>>>>>

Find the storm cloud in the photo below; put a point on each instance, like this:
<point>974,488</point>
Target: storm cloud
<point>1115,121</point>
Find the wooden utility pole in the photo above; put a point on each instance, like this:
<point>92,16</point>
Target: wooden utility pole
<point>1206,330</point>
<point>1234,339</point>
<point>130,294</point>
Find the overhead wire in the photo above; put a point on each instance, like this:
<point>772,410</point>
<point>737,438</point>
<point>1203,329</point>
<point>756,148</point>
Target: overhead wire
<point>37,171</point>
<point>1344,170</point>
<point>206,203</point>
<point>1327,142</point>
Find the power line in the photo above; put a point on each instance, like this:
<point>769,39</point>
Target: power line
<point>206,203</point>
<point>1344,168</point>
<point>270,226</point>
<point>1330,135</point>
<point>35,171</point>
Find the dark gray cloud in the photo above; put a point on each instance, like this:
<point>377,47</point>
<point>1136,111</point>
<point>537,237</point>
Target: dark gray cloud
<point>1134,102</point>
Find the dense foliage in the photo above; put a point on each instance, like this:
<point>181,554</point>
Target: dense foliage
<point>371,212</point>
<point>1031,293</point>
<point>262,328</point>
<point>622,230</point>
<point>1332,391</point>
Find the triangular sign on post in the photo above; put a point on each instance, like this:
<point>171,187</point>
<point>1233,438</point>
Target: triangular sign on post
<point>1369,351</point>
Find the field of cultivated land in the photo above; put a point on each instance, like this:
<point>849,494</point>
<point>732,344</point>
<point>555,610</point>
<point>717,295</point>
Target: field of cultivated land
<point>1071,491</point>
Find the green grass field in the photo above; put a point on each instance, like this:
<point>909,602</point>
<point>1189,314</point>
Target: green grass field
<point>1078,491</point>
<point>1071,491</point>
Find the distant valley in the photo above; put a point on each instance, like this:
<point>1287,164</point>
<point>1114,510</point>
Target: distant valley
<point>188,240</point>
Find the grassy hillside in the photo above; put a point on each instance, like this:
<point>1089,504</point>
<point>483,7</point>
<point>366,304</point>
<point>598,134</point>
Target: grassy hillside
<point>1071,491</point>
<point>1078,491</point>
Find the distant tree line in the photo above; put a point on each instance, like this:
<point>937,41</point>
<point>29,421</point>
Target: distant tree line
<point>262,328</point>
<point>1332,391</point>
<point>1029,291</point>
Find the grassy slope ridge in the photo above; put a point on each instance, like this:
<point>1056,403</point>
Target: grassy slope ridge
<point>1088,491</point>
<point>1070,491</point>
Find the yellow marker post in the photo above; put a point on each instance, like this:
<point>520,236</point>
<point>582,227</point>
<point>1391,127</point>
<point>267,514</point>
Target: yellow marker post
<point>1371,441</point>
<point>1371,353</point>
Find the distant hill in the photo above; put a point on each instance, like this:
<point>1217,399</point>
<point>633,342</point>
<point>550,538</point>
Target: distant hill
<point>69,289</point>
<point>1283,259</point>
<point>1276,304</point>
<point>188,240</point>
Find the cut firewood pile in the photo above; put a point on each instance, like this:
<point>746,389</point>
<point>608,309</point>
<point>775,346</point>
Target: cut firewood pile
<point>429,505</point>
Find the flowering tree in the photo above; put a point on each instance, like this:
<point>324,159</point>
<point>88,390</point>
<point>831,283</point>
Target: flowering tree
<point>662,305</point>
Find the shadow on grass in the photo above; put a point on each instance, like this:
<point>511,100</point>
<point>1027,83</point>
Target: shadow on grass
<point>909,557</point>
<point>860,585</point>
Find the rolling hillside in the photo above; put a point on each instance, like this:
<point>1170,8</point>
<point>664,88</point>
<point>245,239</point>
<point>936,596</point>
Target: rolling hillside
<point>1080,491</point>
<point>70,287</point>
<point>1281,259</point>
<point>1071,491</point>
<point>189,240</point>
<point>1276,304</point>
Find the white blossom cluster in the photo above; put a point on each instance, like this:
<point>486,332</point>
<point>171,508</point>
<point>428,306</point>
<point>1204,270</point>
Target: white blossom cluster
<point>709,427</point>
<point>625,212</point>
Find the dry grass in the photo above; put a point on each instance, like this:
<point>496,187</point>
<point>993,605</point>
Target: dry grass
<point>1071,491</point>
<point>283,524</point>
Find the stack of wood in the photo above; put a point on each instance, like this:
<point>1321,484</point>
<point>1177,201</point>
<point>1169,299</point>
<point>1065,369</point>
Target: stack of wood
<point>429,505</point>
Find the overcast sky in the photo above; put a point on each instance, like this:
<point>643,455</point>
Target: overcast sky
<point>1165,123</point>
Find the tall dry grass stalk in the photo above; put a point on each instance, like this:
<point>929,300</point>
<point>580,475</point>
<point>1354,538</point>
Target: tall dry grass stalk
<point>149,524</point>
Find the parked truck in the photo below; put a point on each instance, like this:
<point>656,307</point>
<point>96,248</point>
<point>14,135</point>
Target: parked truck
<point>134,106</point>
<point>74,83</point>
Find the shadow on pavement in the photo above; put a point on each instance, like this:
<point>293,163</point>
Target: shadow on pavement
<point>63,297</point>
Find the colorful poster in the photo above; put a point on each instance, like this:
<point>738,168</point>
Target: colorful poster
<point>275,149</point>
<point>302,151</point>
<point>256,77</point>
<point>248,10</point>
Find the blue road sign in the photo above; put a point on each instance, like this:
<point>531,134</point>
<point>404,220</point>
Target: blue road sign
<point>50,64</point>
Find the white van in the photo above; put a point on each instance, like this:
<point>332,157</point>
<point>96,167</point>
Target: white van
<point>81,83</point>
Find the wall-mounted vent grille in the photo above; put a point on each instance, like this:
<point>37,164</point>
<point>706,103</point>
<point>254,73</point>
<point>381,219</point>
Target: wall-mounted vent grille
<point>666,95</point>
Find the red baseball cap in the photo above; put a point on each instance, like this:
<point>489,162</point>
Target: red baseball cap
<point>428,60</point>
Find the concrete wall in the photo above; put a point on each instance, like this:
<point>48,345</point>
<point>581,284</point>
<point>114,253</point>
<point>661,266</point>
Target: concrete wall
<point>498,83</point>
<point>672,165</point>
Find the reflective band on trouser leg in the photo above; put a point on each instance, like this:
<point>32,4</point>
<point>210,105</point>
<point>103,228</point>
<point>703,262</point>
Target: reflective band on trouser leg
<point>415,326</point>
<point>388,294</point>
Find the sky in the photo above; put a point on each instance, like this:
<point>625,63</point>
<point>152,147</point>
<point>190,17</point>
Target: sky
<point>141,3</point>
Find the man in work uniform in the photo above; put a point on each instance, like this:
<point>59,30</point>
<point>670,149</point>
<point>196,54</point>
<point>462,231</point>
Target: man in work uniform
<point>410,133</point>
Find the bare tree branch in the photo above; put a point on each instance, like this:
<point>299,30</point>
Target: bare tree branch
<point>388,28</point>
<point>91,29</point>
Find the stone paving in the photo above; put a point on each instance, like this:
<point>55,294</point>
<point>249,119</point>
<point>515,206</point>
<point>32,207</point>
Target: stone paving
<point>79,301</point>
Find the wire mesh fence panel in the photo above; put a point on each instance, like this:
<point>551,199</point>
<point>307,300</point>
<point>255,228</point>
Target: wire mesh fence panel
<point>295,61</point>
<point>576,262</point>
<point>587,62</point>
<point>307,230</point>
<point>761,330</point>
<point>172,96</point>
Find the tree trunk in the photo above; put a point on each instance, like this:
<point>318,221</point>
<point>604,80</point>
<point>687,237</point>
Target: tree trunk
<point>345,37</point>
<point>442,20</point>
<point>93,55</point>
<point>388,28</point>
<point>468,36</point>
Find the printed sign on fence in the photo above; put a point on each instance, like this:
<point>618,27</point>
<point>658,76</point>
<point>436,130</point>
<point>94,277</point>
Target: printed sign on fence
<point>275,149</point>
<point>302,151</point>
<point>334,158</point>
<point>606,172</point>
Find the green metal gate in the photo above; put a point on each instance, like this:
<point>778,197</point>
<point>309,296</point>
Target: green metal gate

<<<<<

- [Instruction] Turn the lines from the one containing "Find the shadow on pavement" through the one containing "<point>50,64</point>", both included, into a numbered list, leaving out any blank lines.

- [Reply]
1. Find the shadow on pavement in the photo above; put a point on each instance, like this:
2. <point>293,163</point>
3. Target: shadow on pavement
4. <point>63,297</point>
5. Find the colorful poster in the photo above; put a point on each instance, like this:
6. <point>738,168</point>
7. Target: colorful poster
8. <point>275,149</point>
9. <point>302,151</point>
10. <point>256,77</point>
11. <point>248,10</point>
12. Find the blue road sign in the photo above; put a point on each instance, like this:
13. <point>531,134</point>
14. <point>404,220</point>
15. Target: blue road sign
16. <point>50,64</point>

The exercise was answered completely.